YOUR INSTRUCTIONS »
Convert every row below into a JSON list of strings, one string per line, skipping blank lines and leaving out the pictures.

DATASET ROWS »
____________

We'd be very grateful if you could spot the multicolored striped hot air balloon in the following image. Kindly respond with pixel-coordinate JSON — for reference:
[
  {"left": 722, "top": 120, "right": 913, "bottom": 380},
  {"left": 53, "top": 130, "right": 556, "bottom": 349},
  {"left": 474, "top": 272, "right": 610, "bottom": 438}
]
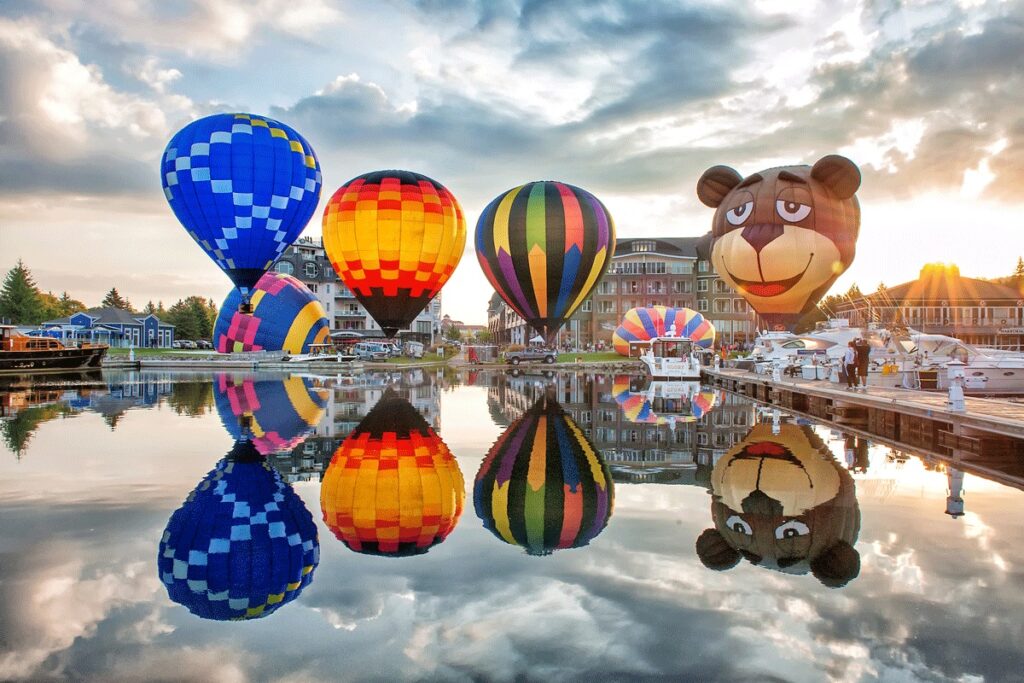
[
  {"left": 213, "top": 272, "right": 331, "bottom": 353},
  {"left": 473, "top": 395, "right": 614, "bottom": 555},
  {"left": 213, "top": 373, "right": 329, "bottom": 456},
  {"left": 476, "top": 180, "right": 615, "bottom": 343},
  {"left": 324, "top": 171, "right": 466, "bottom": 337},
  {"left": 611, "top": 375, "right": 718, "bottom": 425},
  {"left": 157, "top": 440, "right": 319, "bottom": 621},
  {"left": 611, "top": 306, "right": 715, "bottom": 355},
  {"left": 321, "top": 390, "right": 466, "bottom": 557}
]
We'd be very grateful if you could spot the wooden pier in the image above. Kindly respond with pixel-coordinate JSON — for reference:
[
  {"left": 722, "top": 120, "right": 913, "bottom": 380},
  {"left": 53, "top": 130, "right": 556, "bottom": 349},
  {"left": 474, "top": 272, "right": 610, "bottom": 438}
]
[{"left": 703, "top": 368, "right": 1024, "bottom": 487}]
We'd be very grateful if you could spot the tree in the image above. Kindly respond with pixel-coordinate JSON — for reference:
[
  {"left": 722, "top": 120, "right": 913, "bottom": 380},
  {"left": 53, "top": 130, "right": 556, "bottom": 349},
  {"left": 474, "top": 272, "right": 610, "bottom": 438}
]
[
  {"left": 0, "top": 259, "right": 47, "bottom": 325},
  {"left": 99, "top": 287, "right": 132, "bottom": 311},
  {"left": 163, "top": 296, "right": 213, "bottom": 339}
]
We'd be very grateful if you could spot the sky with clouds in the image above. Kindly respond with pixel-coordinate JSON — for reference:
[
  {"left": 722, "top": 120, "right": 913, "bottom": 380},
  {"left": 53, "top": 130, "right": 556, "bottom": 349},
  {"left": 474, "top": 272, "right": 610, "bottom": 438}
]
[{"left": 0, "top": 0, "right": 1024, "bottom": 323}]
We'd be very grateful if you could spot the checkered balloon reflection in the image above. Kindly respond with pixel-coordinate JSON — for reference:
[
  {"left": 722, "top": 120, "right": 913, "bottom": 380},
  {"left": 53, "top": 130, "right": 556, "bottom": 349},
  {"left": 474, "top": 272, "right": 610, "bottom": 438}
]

____________

CORRECT RESPONSE »
[
  "We'd be very grateful if you could spot the multicolored striped hot air balloon in the following image. Kindly respond with pixel-coordinate JSON — for reference:",
  "[",
  "  {\"left\": 722, \"top\": 120, \"right\": 913, \"bottom\": 380},",
  "  {\"left\": 53, \"top\": 130, \"right\": 556, \"bottom\": 349},",
  "  {\"left\": 474, \"top\": 272, \"right\": 610, \"bottom\": 438}",
  "]",
  "[",
  "  {\"left\": 213, \"top\": 272, \"right\": 331, \"bottom\": 353},",
  "  {\"left\": 473, \"top\": 395, \"right\": 614, \"bottom\": 555},",
  "  {\"left\": 213, \"top\": 373, \"right\": 329, \"bottom\": 456},",
  "  {\"left\": 476, \"top\": 180, \"right\": 615, \"bottom\": 343},",
  "  {\"left\": 324, \"top\": 171, \"right\": 466, \"bottom\": 337},",
  "  {\"left\": 611, \"top\": 375, \"right\": 718, \"bottom\": 425},",
  "  {\"left\": 157, \"top\": 440, \"right\": 319, \"bottom\": 621},",
  "  {\"left\": 611, \"top\": 306, \"right\": 715, \"bottom\": 355},",
  "  {\"left\": 321, \"top\": 390, \"right\": 466, \"bottom\": 557}",
  "]",
  "We'd be very grateful if you could spot the wooden pier in the image above. Kindly respond with pixel-coordinate JSON — for reference:",
  "[",
  "  {\"left\": 722, \"top\": 120, \"right\": 913, \"bottom\": 380},",
  "  {\"left\": 53, \"top\": 130, \"right\": 556, \"bottom\": 349},",
  "  {\"left\": 474, \"top\": 272, \"right\": 610, \"bottom\": 438}",
  "]",
  "[{\"left\": 703, \"top\": 368, \"right\": 1024, \"bottom\": 487}]",
  "We'd be very grateful if you could spot the tree in the image above. Kindly respond with pixel-coordinate JSON — for reference:",
  "[",
  "  {\"left\": 722, \"top\": 120, \"right\": 913, \"bottom\": 380},",
  "  {\"left\": 53, \"top\": 130, \"right\": 556, \"bottom\": 349},",
  "  {\"left\": 474, \"top\": 272, \"right\": 610, \"bottom\": 438}",
  "]",
  "[",
  "  {\"left\": 0, \"top\": 259, \"right\": 47, \"bottom\": 325},",
  "  {\"left\": 99, \"top\": 287, \"right\": 132, \"bottom\": 311},",
  "  {\"left\": 163, \"top\": 296, \"right\": 213, \"bottom\": 339}",
  "]",
  "We'd be very grateful if you could spot the sky with clouds in the image above. Kindly respond with pixel-coordinate JSON — for reference:",
  "[",
  "  {\"left\": 722, \"top\": 120, \"right\": 913, \"bottom\": 380},",
  "  {\"left\": 53, \"top\": 130, \"right\": 556, \"bottom\": 349},",
  "  {\"left\": 474, \"top\": 272, \"right\": 610, \"bottom\": 438}",
  "]",
  "[{\"left\": 0, \"top\": 0, \"right\": 1024, \"bottom\": 323}]",
  "We'd be very grateful if you could spot the checkered balloon reflection in the image above. Kindly respond with pixel-coordinate JSON — for reference:",
  "[",
  "  {\"left\": 722, \"top\": 120, \"right\": 913, \"bottom\": 380},",
  "  {\"left\": 53, \"top\": 130, \"right\": 556, \"bottom\": 349},",
  "  {\"left\": 474, \"top\": 272, \"right\": 610, \"bottom\": 438}",
  "]"
]